REQUIREMENT 1 » From the Changchun passage, reproduce the words from "Foreign direct investment" to "the Sculpture Exhibition." without any change.
REQUIREMENT 2 » Name every industry that the Changchun passage says the High Technology Development Zone mainly focuses on developing.

EXTRACT TO READ »

::::::::::

Foreign direct investment in the city was US$3.68 billion in 2012, up 19.6% year on year. [8] In 2004 Coca-Cola set up a bottling plant in the city's ETDZ with an investment of US$20 million. [60]

Changchun hosts the yearly Changchun International Automobile Fair, Changchun Film Festival, Changchun Agricultural Fair, Education Exhibition and the Sculpture Exhibition.

CRRC manufactures most of its bullet train carriages at its factory in Changchun. In November 2016, CRCC Changchun unveiled the first bullet train carriages in the world with sleeper berths, thus extending their use for overnight passages across China. They would be capable of running in ultra low temperature environments. Nicknamed Panda, the new bullet trains are capable of running at 250 km/h, operate at −40 degrees Celsius, have Wi-Fi hubs and contain sleeper berths that fold into seats during the day. [61]

Other large companies in Changchun include:

Development zones

Changchun Automotive Economic Trade and Development Zone

A Hongqi H7 manufactured in Changchun's FAW Company on display at the 2012 Hannover-Messe Hannover-Messe 2012 by-RaBoe 032.jpg
A Hongqi H7 manufactured in Changchun's FAW Company on display at the 2012 Hannover-Messe

Founded in 1993, the Changchun Automotive Trade Center was re-established as the Changchun Automotive Economic Trade and Development Zone in 1996. The development zone is situated in the southwest of the city and is adjacent to the China First Automobile Works Group Corporation and the Changchun Film ThemeCity. It covers a total area of approximately 300,000 square metres (3,229,173 square feet). Within the development zone lies an exhibition center and five specially demarcated industrial centers. The Changchun Automobile Wholesale Center began operations in 1994 and is the largest auto-vehicle and spare parts wholesale center in China. The other centers include a resale center for used auto-vehicles, a specialized center for industrial/commercial vehicles, and a tire wholesale center. [60]

Changchun High Technology Development Zone

The zone is one of the first 27 state-level advanced technology development zones and is situated in the southern part of the city, covering a total area of 49 km2 (19 sq mi). There are 18 full-time universities and colleges, 39 state and provincial-level scientific research institutions, and 11 key national laboratories. The zone is mainly focusing on developing five main industries, namely bio-engineering, automobile engineering, new material fabrication, photo-electricity, and information technology.

::::::::::

Dataset entries:
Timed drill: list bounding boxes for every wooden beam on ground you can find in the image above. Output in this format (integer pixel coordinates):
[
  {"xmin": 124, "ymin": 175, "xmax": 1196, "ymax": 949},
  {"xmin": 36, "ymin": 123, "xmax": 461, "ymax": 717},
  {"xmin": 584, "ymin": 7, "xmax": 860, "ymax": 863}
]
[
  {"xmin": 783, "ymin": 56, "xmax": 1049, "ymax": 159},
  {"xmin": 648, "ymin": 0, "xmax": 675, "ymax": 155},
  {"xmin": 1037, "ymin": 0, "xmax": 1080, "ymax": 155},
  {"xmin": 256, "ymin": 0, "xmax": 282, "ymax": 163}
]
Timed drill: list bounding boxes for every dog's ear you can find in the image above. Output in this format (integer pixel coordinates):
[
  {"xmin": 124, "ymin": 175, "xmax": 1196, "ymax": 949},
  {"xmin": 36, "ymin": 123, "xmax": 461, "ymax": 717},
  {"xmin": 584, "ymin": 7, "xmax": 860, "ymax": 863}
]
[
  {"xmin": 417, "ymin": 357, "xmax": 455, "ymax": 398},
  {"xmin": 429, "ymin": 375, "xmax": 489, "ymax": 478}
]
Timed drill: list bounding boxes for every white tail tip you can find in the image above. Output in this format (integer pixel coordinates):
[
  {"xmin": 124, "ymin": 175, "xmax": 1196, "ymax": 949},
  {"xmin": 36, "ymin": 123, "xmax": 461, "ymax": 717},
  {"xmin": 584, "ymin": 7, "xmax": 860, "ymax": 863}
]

::::::::::

YOUR SOLUTION 1 »
Foreign direct investment in the city was US$3.68 billion in 2012, up 19.6% year on year. [8] In 2004 Coca-Cola set up a bottling plant in the city's ETDZ with an investment of US$20 million. [60]

Changchun hosts the yearly Changchun International Automobile Fair, Changchun Film Festival, Changchun Agricultural Fair, Education Exhibition and the Sculpture Exhibition.

YOUR SOLUTION 2 »
- Bio-engineering
- Automobile engineering
- New material fabrication
- Photo-electricity
- Information technology